*** Block opens ***
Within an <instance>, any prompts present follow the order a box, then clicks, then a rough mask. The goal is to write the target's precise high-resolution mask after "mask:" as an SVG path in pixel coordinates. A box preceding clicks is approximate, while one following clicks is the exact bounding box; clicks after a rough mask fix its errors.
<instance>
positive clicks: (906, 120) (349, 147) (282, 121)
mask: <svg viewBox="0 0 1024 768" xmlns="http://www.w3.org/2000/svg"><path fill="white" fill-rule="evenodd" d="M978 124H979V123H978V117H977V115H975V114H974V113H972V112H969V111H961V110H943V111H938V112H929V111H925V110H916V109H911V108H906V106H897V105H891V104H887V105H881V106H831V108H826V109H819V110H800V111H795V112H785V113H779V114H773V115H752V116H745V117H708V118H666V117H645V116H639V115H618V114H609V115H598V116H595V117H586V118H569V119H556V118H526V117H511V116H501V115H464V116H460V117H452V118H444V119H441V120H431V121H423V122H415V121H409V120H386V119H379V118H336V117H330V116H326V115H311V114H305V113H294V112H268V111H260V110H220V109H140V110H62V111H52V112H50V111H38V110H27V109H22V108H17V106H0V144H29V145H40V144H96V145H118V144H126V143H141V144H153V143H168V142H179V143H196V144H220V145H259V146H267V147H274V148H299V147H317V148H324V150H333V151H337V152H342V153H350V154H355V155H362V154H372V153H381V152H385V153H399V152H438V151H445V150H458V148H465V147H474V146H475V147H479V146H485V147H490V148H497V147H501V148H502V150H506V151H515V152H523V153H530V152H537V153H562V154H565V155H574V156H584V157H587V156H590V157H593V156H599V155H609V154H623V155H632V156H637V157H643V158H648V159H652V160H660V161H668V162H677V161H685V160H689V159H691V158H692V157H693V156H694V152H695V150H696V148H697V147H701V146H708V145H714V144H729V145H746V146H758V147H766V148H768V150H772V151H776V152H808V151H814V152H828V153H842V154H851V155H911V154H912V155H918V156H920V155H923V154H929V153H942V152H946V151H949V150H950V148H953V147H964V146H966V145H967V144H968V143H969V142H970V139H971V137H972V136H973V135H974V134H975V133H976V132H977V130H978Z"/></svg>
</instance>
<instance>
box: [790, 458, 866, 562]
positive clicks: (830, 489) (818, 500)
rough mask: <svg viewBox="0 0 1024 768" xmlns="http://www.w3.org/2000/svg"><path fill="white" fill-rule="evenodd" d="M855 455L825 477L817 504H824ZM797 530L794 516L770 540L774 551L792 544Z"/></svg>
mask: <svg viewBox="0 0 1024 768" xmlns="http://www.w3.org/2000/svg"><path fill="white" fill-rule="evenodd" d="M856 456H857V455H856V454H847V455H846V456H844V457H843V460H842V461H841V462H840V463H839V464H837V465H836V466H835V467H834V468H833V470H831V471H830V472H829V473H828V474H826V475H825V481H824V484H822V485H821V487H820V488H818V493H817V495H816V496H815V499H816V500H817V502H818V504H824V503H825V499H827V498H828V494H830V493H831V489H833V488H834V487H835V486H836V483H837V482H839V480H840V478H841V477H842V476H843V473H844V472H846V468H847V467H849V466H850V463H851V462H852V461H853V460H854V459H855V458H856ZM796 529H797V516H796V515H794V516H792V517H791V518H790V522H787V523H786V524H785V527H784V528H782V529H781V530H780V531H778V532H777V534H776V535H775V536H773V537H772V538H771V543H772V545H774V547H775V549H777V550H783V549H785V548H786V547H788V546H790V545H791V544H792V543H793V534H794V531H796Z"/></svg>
*** Block closes ***
• [Task]
The answer should be one number, the count of lines in the data that include the string "instance".

• [Answer box]
4